# [Task instructions]
Count the lines in the records below that contain the string "gull", with case mattering, and give only that number.

# [Dataset entries]

***

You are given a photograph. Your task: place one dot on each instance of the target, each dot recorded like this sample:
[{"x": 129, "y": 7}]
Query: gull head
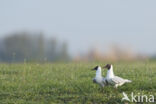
[
  {"x": 96, "y": 68},
  {"x": 108, "y": 66}
]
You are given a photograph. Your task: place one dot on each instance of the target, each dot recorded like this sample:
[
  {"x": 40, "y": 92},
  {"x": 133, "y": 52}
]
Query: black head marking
[{"x": 108, "y": 66}]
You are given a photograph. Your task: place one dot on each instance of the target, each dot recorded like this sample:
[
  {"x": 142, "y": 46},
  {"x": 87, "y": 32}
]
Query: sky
[{"x": 85, "y": 24}]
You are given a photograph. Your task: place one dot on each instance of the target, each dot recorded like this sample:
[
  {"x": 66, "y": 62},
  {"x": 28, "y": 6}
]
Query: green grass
[{"x": 71, "y": 83}]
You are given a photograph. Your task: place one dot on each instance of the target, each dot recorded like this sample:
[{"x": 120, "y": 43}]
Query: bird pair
[{"x": 110, "y": 78}]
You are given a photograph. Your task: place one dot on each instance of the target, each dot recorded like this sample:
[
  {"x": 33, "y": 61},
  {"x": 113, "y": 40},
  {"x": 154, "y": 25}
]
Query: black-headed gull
[
  {"x": 114, "y": 80},
  {"x": 98, "y": 77}
]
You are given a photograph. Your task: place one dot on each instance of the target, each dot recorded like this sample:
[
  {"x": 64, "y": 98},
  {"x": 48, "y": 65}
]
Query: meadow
[{"x": 71, "y": 83}]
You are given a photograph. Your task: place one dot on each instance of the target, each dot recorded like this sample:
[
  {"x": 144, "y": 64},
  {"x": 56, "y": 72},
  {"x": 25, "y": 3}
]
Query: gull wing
[{"x": 105, "y": 81}]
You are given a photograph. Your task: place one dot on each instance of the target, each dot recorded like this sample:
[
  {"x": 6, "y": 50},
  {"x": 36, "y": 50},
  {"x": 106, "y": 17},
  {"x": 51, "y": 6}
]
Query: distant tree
[{"x": 32, "y": 47}]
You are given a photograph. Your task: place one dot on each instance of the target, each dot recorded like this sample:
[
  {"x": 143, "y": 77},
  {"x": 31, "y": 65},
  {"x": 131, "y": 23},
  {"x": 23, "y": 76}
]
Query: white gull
[{"x": 114, "y": 80}]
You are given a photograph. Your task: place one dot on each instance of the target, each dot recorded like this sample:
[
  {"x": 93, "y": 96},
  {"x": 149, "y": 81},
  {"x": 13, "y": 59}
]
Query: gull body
[
  {"x": 114, "y": 80},
  {"x": 98, "y": 77}
]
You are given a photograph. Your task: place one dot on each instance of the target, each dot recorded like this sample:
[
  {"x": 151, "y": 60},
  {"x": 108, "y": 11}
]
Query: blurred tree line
[{"x": 25, "y": 46}]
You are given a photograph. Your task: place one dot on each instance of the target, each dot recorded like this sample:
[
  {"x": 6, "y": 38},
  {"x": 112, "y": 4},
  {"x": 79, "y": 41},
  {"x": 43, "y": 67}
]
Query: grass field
[{"x": 71, "y": 83}]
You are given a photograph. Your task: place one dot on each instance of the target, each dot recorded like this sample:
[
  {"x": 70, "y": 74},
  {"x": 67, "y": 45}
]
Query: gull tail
[{"x": 128, "y": 81}]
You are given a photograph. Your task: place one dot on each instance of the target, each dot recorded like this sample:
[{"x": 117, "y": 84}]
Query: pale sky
[{"x": 85, "y": 23}]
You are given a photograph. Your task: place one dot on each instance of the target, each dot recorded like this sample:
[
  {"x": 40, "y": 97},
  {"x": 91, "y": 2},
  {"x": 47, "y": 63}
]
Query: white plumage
[
  {"x": 114, "y": 80},
  {"x": 98, "y": 77}
]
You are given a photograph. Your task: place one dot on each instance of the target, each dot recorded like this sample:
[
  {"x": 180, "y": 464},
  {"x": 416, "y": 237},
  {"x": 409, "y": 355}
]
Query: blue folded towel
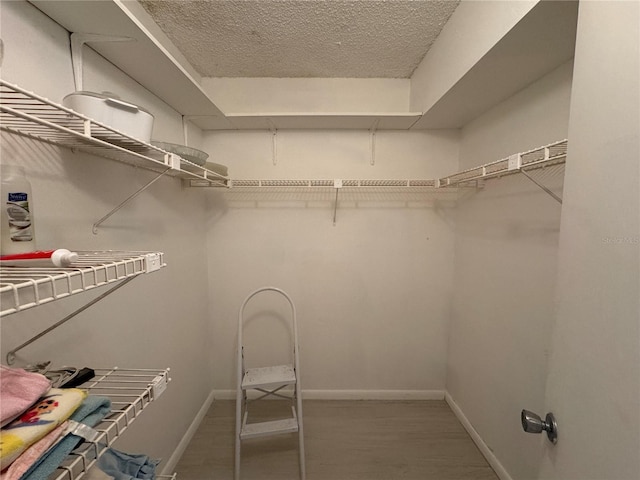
[
  {"x": 125, "y": 466},
  {"x": 90, "y": 412}
]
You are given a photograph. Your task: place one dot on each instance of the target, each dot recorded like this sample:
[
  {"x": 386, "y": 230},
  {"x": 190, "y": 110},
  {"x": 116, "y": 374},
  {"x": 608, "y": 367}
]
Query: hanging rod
[{"x": 11, "y": 356}]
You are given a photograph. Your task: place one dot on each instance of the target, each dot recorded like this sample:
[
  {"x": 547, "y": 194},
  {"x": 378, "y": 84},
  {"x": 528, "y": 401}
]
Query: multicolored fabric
[{"x": 49, "y": 412}]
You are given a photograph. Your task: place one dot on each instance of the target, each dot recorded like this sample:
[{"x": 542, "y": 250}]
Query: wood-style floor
[{"x": 344, "y": 440}]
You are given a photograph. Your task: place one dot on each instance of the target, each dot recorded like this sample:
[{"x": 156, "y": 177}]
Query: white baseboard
[
  {"x": 349, "y": 395},
  {"x": 477, "y": 439},
  {"x": 170, "y": 466},
  {"x": 354, "y": 394}
]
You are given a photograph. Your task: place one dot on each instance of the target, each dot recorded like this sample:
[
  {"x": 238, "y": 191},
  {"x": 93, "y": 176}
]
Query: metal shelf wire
[
  {"x": 26, "y": 287},
  {"x": 548, "y": 155},
  {"x": 130, "y": 392},
  {"x": 26, "y": 113}
]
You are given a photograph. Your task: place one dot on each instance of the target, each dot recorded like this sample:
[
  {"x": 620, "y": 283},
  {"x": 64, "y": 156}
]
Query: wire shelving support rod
[{"x": 11, "y": 356}]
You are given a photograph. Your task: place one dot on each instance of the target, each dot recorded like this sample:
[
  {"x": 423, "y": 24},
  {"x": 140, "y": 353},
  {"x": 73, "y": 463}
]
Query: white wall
[
  {"x": 295, "y": 95},
  {"x": 372, "y": 292},
  {"x": 157, "y": 321},
  {"x": 594, "y": 379},
  {"x": 473, "y": 29},
  {"x": 505, "y": 266}
]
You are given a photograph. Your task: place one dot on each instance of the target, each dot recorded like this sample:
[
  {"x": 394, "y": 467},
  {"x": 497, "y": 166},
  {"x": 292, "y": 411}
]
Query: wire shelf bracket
[{"x": 11, "y": 356}]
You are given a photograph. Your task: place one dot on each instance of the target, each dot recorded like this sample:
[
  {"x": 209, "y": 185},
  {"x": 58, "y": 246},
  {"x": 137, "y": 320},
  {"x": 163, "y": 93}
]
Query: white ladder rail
[{"x": 276, "y": 377}]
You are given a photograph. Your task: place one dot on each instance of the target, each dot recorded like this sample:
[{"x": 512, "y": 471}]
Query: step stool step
[
  {"x": 265, "y": 377},
  {"x": 273, "y": 427}
]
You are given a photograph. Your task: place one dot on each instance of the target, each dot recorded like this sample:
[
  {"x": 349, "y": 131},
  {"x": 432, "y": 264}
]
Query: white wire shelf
[
  {"x": 130, "y": 392},
  {"x": 26, "y": 113},
  {"x": 548, "y": 155},
  {"x": 26, "y": 287}
]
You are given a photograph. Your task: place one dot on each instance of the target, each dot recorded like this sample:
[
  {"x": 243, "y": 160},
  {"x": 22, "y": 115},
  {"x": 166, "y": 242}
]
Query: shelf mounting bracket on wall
[
  {"x": 337, "y": 185},
  {"x": 515, "y": 163},
  {"x": 131, "y": 197},
  {"x": 372, "y": 135},
  {"x": 11, "y": 356},
  {"x": 274, "y": 141}
]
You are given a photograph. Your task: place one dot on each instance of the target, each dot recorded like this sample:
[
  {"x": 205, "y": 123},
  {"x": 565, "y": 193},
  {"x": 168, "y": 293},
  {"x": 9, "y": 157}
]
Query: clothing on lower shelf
[
  {"x": 19, "y": 390},
  {"x": 90, "y": 413},
  {"x": 125, "y": 466},
  {"x": 32, "y": 454},
  {"x": 49, "y": 412}
]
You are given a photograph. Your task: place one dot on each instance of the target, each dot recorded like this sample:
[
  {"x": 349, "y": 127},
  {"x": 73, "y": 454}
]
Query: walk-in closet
[{"x": 412, "y": 227}]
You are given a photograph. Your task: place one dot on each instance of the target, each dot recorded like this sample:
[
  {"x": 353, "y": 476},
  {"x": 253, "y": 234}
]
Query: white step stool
[{"x": 268, "y": 380}]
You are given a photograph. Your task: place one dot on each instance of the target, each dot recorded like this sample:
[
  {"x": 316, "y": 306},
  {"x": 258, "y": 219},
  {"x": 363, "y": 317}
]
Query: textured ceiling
[{"x": 302, "y": 38}]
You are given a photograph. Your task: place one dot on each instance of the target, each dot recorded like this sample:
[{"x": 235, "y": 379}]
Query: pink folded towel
[
  {"x": 49, "y": 412},
  {"x": 19, "y": 390},
  {"x": 32, "y": 454}
]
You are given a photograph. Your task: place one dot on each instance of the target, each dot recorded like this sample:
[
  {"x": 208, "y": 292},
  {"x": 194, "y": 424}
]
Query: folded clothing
[
  {"x": 21, "y": 464},
  {"x": 49, "y": 412},
  {"x": 19, "y": 390},
  {"x": 91, "y": 412},
  {"x": 125, "y": 466}
]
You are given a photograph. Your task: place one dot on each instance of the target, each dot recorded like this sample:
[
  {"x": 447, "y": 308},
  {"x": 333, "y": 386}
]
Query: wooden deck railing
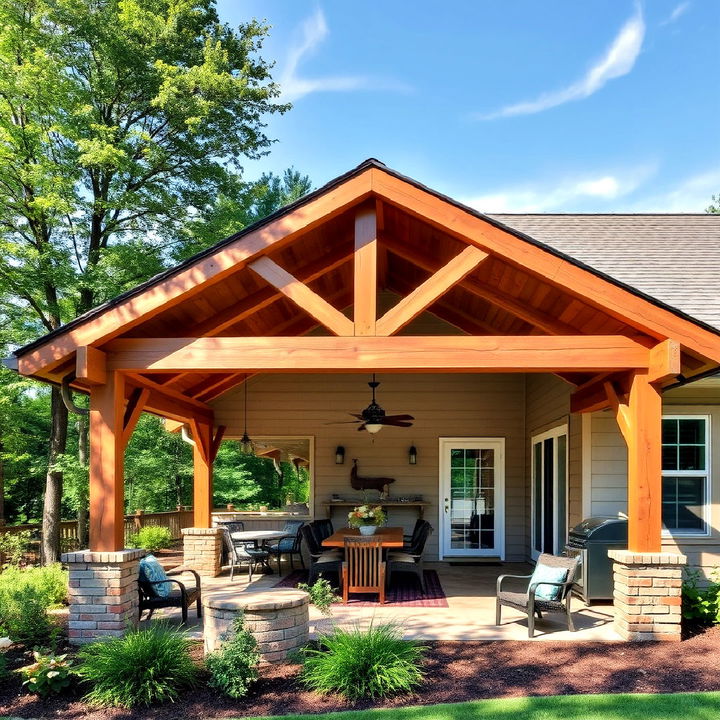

***

# [Result of the exercise]
6